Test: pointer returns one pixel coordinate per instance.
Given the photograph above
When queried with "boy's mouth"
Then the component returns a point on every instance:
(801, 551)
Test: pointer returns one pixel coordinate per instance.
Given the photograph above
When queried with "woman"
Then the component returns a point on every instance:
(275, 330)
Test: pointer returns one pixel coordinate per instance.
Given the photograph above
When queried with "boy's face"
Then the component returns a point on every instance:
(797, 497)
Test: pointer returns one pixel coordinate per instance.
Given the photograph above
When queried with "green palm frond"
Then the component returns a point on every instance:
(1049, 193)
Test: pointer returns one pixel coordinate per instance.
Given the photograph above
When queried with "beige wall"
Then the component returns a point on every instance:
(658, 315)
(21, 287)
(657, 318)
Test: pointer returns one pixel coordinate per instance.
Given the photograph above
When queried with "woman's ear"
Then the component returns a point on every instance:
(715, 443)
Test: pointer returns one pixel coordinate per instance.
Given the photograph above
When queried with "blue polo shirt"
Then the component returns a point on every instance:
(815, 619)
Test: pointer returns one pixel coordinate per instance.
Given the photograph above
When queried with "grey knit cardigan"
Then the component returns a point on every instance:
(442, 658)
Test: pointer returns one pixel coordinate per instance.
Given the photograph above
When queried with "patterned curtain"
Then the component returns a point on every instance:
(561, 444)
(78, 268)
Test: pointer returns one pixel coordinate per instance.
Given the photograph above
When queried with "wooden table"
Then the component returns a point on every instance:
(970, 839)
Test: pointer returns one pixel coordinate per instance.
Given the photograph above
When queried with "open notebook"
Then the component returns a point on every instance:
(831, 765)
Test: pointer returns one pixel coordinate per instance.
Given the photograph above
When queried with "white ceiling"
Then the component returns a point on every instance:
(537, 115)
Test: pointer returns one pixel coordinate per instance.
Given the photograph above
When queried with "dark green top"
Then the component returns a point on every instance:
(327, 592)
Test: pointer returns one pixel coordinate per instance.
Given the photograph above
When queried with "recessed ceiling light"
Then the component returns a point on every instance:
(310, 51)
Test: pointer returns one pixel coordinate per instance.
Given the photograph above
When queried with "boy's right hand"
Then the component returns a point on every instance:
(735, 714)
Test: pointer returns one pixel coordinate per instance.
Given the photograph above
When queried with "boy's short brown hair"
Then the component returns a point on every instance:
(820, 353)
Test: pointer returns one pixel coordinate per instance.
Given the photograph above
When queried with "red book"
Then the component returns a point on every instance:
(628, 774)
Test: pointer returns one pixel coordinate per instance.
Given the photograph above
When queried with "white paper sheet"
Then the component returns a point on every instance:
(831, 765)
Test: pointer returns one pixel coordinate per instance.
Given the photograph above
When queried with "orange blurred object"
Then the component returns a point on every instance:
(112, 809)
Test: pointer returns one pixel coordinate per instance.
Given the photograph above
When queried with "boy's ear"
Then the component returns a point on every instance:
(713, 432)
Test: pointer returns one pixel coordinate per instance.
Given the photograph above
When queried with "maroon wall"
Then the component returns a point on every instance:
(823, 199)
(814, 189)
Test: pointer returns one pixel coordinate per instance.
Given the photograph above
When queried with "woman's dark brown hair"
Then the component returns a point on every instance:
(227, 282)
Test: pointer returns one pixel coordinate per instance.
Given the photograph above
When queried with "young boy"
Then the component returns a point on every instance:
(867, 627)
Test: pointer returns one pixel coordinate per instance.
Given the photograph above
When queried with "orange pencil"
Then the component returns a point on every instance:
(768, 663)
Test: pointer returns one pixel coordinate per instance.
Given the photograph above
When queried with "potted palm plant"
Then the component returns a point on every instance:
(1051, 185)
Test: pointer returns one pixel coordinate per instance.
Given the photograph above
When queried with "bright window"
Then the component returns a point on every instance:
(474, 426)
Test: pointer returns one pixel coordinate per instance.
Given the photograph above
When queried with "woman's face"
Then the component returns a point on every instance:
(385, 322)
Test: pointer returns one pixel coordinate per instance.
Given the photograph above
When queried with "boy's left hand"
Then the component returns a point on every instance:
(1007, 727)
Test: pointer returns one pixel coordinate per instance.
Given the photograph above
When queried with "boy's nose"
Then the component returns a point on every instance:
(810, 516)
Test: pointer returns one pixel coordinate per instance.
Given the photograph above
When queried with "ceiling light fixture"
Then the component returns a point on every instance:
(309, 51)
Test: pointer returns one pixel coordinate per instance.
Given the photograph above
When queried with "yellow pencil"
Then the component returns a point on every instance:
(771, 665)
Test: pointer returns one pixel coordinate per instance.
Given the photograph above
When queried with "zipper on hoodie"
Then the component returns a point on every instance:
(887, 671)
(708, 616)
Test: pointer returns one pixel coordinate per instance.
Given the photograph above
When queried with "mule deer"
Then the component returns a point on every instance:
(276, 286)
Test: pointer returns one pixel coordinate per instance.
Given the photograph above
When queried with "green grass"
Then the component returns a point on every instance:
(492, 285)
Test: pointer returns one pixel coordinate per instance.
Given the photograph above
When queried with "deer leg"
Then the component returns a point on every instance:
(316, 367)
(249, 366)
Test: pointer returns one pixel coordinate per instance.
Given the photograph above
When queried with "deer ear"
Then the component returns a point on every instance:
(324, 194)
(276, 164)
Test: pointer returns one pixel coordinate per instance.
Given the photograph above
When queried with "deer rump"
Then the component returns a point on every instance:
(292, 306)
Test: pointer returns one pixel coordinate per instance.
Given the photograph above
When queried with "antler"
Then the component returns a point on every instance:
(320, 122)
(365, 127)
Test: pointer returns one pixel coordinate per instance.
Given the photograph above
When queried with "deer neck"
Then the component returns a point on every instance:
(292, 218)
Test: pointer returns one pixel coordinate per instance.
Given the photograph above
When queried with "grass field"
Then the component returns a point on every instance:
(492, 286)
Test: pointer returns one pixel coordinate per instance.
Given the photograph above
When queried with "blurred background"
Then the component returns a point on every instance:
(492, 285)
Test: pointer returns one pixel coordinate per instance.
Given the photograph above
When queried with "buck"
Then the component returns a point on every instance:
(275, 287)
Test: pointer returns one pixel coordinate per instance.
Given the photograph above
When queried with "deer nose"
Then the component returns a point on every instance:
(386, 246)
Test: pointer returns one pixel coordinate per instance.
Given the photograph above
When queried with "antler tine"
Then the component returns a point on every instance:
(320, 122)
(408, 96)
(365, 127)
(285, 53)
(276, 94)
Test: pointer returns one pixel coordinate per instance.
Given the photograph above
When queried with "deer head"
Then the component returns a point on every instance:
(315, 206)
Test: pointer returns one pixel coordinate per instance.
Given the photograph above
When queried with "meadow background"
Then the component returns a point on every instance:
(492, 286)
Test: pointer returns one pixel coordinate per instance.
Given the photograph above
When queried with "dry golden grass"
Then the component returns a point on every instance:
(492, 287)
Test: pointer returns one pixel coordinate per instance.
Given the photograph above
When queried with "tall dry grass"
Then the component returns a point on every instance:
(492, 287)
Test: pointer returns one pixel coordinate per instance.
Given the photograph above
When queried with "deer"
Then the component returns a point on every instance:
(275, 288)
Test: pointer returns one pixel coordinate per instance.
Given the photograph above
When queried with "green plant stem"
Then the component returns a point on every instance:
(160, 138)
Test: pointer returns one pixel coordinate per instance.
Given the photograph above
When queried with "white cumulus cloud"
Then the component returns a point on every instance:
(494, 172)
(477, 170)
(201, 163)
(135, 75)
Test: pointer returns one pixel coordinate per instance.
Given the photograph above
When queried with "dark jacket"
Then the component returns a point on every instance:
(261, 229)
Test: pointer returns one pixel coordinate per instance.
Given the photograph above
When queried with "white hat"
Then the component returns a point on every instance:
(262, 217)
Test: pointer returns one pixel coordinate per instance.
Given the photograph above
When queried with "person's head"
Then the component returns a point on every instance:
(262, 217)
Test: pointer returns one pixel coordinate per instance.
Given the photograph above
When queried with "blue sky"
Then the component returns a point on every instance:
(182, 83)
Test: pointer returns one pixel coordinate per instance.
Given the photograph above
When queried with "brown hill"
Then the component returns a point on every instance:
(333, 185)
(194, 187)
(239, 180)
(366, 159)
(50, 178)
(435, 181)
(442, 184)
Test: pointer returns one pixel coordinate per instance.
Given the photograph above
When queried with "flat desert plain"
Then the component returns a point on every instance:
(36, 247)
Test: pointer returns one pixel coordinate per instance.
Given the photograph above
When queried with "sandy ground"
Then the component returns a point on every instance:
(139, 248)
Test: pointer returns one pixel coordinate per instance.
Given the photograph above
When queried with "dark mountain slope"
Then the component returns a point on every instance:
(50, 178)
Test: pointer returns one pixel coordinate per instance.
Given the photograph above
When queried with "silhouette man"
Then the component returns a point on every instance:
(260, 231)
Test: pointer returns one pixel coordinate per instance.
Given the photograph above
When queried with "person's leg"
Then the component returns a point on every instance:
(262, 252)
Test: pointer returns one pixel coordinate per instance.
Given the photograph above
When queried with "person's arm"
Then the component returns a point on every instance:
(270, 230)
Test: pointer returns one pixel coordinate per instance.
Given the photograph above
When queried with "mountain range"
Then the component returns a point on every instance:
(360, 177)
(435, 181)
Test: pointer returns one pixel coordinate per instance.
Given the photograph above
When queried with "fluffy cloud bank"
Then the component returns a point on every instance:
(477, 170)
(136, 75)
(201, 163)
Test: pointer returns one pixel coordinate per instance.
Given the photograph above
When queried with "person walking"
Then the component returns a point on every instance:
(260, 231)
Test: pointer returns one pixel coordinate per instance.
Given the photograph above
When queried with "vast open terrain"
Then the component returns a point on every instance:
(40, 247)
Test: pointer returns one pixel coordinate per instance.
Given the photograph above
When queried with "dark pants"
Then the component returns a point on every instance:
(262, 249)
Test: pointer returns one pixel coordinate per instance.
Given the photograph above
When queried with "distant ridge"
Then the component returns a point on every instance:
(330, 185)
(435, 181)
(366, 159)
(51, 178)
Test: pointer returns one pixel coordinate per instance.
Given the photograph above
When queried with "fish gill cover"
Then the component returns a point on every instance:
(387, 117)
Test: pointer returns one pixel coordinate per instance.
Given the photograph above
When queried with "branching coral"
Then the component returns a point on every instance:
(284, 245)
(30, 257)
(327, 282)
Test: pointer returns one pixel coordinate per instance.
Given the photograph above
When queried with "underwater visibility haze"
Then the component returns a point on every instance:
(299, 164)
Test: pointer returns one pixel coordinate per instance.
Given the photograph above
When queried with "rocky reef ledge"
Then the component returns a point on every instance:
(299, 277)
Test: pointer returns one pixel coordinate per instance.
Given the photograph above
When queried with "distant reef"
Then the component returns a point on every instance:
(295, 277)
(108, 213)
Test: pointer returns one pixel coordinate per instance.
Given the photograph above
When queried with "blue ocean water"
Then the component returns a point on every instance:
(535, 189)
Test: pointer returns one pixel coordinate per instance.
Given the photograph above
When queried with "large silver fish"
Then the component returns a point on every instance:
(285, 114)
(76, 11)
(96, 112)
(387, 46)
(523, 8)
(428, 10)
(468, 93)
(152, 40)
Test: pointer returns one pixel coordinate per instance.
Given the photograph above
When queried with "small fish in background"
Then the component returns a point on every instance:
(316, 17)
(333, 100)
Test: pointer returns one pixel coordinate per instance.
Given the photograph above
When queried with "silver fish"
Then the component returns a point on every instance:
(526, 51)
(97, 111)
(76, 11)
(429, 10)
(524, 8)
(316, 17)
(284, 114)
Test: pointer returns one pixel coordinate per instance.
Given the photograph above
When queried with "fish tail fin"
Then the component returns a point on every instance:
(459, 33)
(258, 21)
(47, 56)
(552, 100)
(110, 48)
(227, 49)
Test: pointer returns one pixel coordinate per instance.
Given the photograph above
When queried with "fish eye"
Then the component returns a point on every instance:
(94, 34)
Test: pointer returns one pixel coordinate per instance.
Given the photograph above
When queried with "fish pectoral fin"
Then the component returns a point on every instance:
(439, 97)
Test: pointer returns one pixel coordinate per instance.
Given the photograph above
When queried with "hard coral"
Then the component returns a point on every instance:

Given problem
From the rows above, copy out every line that contains the string "blurred". Matching is case-sensitive.

Response to the task
When queried with "orange blurred object"
When queried with "blurred background"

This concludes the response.